Trecho da página
----
Podemos classificar a liberdade provisória a partir de então em duas formas distintas: liberdade, mediante pagamento de fiança e liberdade sem o pagamento de fiança. E a modalidade sem a prestação de fiança apresentou muito mais benéfica, pois universalizou a liberdade provisória a todas as infrações penais existentes no arcabouço normativo brasileiro bem como diminuiu as reservas legais à sua concessão, as quais foram reduzidas às hipóteses de cabimento de prisão preventiva. Logo, a manutenção da prisão em flagrante ou a concessão de liberdade provisória deve ser aferida da conjugação dos interesses revelados pelos arts. 310 e 312 do CPP. A prisão provisória perdeu o caráter de punição antecipada ao acusado para ser compreendida enquanto medida cautelar, necessária ao deslinde do processo, interpretação que foi alçada ao patamar de cláusula pétrea na atual Constituição, expurgando-se de vez por todas a prisão automática, destituída de fundamentação específica.

Ocorre que todos os citados diplomas legais que proíbem a liberdade provisória são de natureza infraconstitucional e trazem invariavelmente em sua redação a restrição não só da liberdade provisória, mas também da concessão de fiança. Abominável erro terminológico! O instituto da liberdade provisória é gênero, do qual a liberdade mediante fiança é uma das espécies. Logo, não se tratam de institutos autônomos, mas que desenvolvem entre si relação de continência. A previsão de inafiançabilidade e vedação à liberdade provisória traduz uma desnecessária locução normativa, pois desde o direito romano impõe-se que as palavras empregadas nos textos legais devem ser compreendidas como detentoras de alguma eficácia (verba cum effectu sunt accipienda).Essa impropriedade terminológica acaba por oferecer a falsa impressão de que a Constituição, com base em seu art. 5º, XLIII, autorizou a ressurreição da prisão obrigatória no direito brasileiro, quando na verdade, apontou o maior cuidado que a prevenção/repressão dos crimes hediondos e assemelhados requereriam. O raciocínio encetado na esdrúxula fórmula adotada pelo legislador conduz ao seguinte: De início, o acusado não poderá responder em liberdade em razão da inafiançabilidade legal, doutra banda, tampouco poderá fazê-lo mediante liberdade provisória (sem fiança). Tudo isso por dicção legal, sem necessidade de manifestação da autoridade judiciária. Destarte, não há como o acusado responder o processo em liberdade, o que constitui grave equívoco, como bem lembra Feitoza (2009; p. 909):

Assim sendo, não é cabível, na vedação meramente legal da fiança, o raciocínio da vedação constitucional da fiança. A vedação da fiança, na norma infraconstitucional, não implica a vedação da liberdade provisória sem fiança. As razões constitucionais dessa implicação são diferentes das razões da referida opção legislativa infraconstitucional.
----
Dados fornecidos
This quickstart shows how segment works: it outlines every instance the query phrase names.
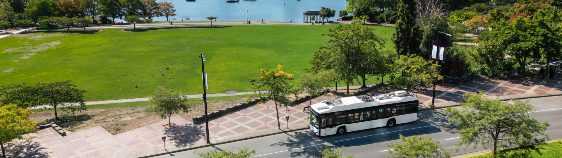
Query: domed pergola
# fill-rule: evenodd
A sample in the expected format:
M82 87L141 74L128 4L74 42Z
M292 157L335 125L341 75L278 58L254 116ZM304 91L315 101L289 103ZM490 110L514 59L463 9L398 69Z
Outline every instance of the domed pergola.
M311 21L309 20L310 19L309 17L312 16L315 16L315 19L316 19L316 21L318 22L319 21L320 21L320 13L321 12L322 12L320 11L305 11L302 12L302 22L306 23L306 22L309 21L310 21L311 23L313 22L312 21ZM305 20L305 16L306 17L306 20Z

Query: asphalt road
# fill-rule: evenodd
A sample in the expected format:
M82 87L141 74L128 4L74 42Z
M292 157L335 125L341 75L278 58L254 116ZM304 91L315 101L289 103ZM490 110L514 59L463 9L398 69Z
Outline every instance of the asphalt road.
M550 138L562 138L562 96L531 99L536 111L529 114L531 117L540 121L549 121L551 126L547 131ZM457 107L460 108L460 107ZM264 137L228 144L187 151L156 157L198 157L194 151L206 152L214 149L234 150L246 147L256 150L254 156L259 157L316 157L321 155L326 145L345 146L344 155L354 155L355 157L384 157L389 143L399 143L398 134L405 136L425 135L438 140L445 147L456 147L460 134L457 128L448 127L448 116L443 114L444 110L422 111L418 114L418 120L392 128L380 128L346 133L343 136L319 137L309 130ZM454 155L465 154L482 148L466 150L462 148Z

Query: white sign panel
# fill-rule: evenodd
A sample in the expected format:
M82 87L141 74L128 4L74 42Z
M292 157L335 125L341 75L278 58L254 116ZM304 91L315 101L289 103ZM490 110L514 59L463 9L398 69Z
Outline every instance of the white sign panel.
M445 50L445 48L441 47L439 48L439 60L443 61L443 55L445 54L443 52Z
M433 46L433 49L431 50L431 56L434 59L437 59L437 46Z

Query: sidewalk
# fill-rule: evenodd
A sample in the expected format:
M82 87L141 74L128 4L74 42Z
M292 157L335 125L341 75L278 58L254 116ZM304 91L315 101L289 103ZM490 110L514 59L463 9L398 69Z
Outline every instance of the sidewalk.
M367 86L370 87L374 84L368 84ZM361 85L352 85L350 86L350 89L359 89L361 88ZM336 87L330 87L330 89L335 89ZM346 89L347 87L346 86L338 87L338 89ZM265 92L263 91L262 92ZM224 96L241 96L241 95L247 95L252 94L253 92L239 92L234 93L211 93L207 94L207 97L224 97ZM203 97L203 94L189 94L187 95L187 97L189 98L201 98ZM98 104L106 104L106 103L124 103L124 102L142 102L142 101L148 101L150 98L130 98L130 99L123 99L123 100L108 100L108 101L91 101L91 102L84 102L87 105L98 105ZM74 104L74 106L77 106L78 104ZM51 108L52 106L48 105L44 105L38 106L37 107L29 108L28 109L39 109L44 108Z

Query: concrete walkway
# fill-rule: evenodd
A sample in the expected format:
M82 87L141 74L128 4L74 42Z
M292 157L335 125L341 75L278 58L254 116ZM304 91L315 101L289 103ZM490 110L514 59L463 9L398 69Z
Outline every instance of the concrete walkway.
M2 35L0 35L0 38L3 38L4 37L10 36L10 35L11 35L12 34L19 34L19 33L21 33L21 31L25 31L26 30L33 30L33 29L35 29L35 28L25 28L25 29L20 29L19 30L18 30L18 29L14 29L14 30L8 30L8 33L4 34L2 34Z
M368 84L367 86L370 87L374 85L374 84ZM361 85L350 86L350 89L359 89L360 88ZM345 86L338 87L338 89L346 89L346 88L347 87ZM333 90L336 89L336 87L330 87L330 89ZM265 91L260 92L260 93L264 93L264 92L265 92ZM207 97L248 95L248 94L252 94L253 93L253 92L240 92L234 93L211 93L211 94L207 94ZM203 94L187 95L187 97L189 98L201 98L203 97ZM130 99L123 99L123 100L108 100L108 101L85 102L84 103L87 105L98 105L98 104L106 104L106 103L148 101L149 100L149 99L150 98L149 97L138 98L130 98ZM78 105L78 104L74 104L74 106L76 106L76 105ZM51 107L53 107L50 105L44 105L38 106L34 107L29 108L28 109L39 109L51 108Z

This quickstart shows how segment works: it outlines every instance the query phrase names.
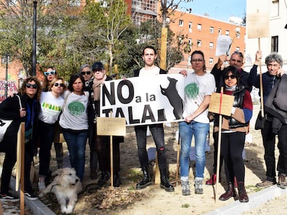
----
Enunciado 1
Liste todos os dispositivos legais mencionados no trecho sobre liberdade provisória, indicando a lei ou norma de cada um.
Enunciado 2
Retome o trecho sobre liberdade provisória e dê continuidade a ele a partir da última frase.

Resposta correta 1
- Art. 310 do CPP
- Art. 312 do CPP
- Art. 5º, XLIII, da Constituição

Resposta correta 2
Se o sistema vigente só admite a constrição provisória da liberdade quando presente razão acautelatória, esses diplomas jurídicos impeditivos à liberdade provisória atuam na contramão da Constituição e dos valores introjetados no ordenamento em sua decorrência. Os anacronismos do legislador não podem ser acoimados pelos operadores do direito, especialmente, pelos magistrados que aplicam a lei. O argumento veiculado por eminentes Ministros do Supremo Tribunal Federal de que a Constituição conferiu à lei ordinária a tarefa de balizar os limites da inafiançabilidade em crimes hediondos e equiparados, não autoriza, a nosso sentir, a implantação de óbices insolúveis à liberdade, independentemente de um juízo de proporcionalidade ante o caso concreto. Da mesma ideia comunga Delmanto (2006; p. 575):

Não há óbice em nosso ordenamento constitucional que a lei ordinária estabeleça casos de inafiançabilidade. Todavia, a vedação da liberdade provisória quando ausentes os motivos cautelares taxativamente previstos para a prisão temporária ou preventiva, constitui manifesta inconstitucionalidade.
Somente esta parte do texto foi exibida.